- _DOCUMENT EXTRACT_
━━━━━━━━━━━━━━━━━━━━━━━━━━━━━━

My Biennale Favorites
Anthony Haden-Guest surveys the best art from the world’s pavilions, the Pinault collection, and a naughty guerrilla art exhibit.
Cities are very differently affected by the major art events that take place within them. New Yorkers with no particular interest in the arts are likely to be as little aware of the Armory Show as are Londoners—except those who live near Regents Park—of Frieze. Art Basel Miami certainly makes its presence known in that town, but the events are mostly for rich folk, and largely held out of sight.
The Venice Biennale is different. Venice has been art-saturated for centuries and during the Biennale the whole place explodes with visual information. Gondolas and commercial craft tote artworks and banners—like the one reading "I WILL NOT MAKE ANYMORE BORING ART—JOHN BALDESSARI" alongside the Hotel Monaco—are strung on buildings and bridges.
Charlier had planned to exhibit 100 “portraits” of artists, made by re-imagining their sexual organs. I looked over the images. The Jeff Koons was a pink balloon phallus, the Damien Hirst was salami-sliced and in a vitrine.

━━━━━━━━━━━━━━━━━━━━━━━━━━━━━━

- _GIVEN DATA_

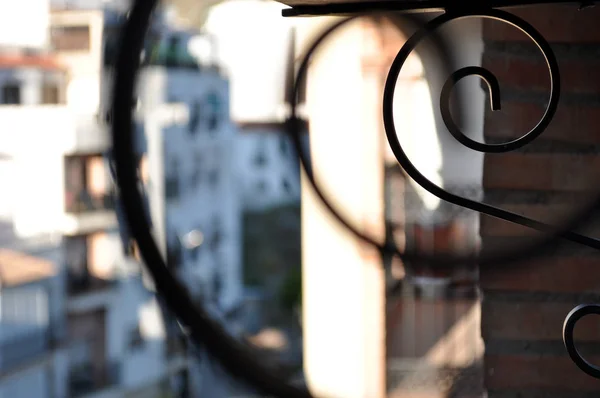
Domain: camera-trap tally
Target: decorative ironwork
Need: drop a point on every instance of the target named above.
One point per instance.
(234, 355)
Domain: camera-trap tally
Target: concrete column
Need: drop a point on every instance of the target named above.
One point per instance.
(343, 282)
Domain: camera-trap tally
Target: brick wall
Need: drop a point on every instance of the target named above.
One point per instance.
(523, 310)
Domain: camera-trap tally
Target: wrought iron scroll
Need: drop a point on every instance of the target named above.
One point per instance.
(235, 356)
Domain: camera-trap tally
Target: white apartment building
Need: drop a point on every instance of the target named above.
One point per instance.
(254, 44)
(33, 349)
(57, 203)
(269, 171)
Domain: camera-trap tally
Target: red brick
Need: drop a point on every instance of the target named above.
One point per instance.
(531, 73)
(524, 372)
(540, 171)
(555, 214)
(557, 23)
(576, 124)
(544, 274)
(534, 321)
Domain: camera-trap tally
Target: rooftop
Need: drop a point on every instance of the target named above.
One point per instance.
(29, 61)
(19, 268)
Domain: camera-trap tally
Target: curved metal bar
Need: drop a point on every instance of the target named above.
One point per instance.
(495, 104)
(237, 358)
(553, 232)
(568, 330)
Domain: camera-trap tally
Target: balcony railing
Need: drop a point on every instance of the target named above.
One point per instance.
(91, 377)
(83, 202)
(23, 348)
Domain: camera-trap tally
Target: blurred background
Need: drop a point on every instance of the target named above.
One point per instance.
(238, 223)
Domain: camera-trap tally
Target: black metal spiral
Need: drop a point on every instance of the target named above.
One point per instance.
(236, 357)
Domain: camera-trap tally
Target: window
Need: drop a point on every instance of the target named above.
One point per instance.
(11, 94)
(260, 157)
(136, 340)
(217, 286)
(287, 187)
(217, 235)
(70, 38)
(194, 117)
(172, 182)
(172, 55)
(213, 177)
(214, 104)
(283, 146)
(261, 187)
(197, 173)
(50, 93)
(174, 254)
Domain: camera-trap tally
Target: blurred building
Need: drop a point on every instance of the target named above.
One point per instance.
(259, 74)
(268, 166)
(33, 344)
(58, 203)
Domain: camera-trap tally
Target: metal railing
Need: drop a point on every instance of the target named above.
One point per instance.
(90, 377)
(202, 328)
(24, 348)
(83, 202)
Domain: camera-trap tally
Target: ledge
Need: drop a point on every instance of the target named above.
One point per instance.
(349, 7)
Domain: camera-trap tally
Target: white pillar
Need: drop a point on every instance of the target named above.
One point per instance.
(343, 283)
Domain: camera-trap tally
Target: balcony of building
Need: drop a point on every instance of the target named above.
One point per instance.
(89, 198)
(54, 128)
(91, 372)
(31, 319)
(90, 261)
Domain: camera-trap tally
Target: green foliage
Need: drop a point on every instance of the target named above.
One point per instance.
(291, 290)
(271, 245)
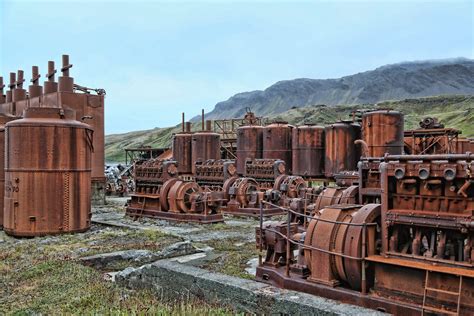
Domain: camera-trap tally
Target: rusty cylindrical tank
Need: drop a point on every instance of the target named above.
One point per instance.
(205, 145)
(382, 131)
(47, 173)
(3, 120)
(277, 142)
(308, 150)
(341, 153)
(181, 147)
(249, 145)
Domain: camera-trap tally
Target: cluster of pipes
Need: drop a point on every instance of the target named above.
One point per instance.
(53, 161)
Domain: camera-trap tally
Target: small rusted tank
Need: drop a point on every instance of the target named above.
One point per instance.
(249, 145)
(181, 147)
(277, 142)
(308, 150)
(382, 131)
(3, 120)
(205, 145)
(341, 153)
(47, 173)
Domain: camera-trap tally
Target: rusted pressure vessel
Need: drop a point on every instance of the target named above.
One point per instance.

━━━━━━━━━━━━━━━━━━━━━━━━━━━━━━

- _COMPLETE THE FOLLOWING_
A. In the Biennale article, how many "portraits" of artists had Charlier planned to exhibit?
B. From the Biennale article, extract the text starting at "My Biennale Favorites" and ending at "buildings and bridges.".
C. According to the Biennale article, why is the Venice Biennale different from major art events in other cities?

- _FULL SOLUTIONS_
A. 100

B.
My Biennale Favorites
Anthony Haden-Guest surveys the best art from the world’s pavilions, the Pinault collection, and a naughty guerrilla art exhibit.
Cities are very differently affected by the major art events that take place within them. New Yorkers with no particular interest in the arts are likely to be as little aware of the Armory Show as are Londoners—except those who live near Regents Park—of Frieze. Art Basel Miami certainly makes its presence known in that town, but the events are mostly for rich folk, and largely held out of sight.
The Venice Biennale is different. Venice has been art-saturated for centuries and during the Biennale the whole place explodes with visual information. Gondolas and commercial craft tote artworks and banners—like the one reading "I WILL NOT MAKE ANYMORE BORING ART—JOHN BALDESSARI" alongside the Hotel Monaco—are strung on buildings and bridges.

C. Venice has been saturated with art for centuries, and during the Biennale the whole city explodes with visual information. Gondolas and commercial craft carry artworks, and banners are strung on buildings and bridges.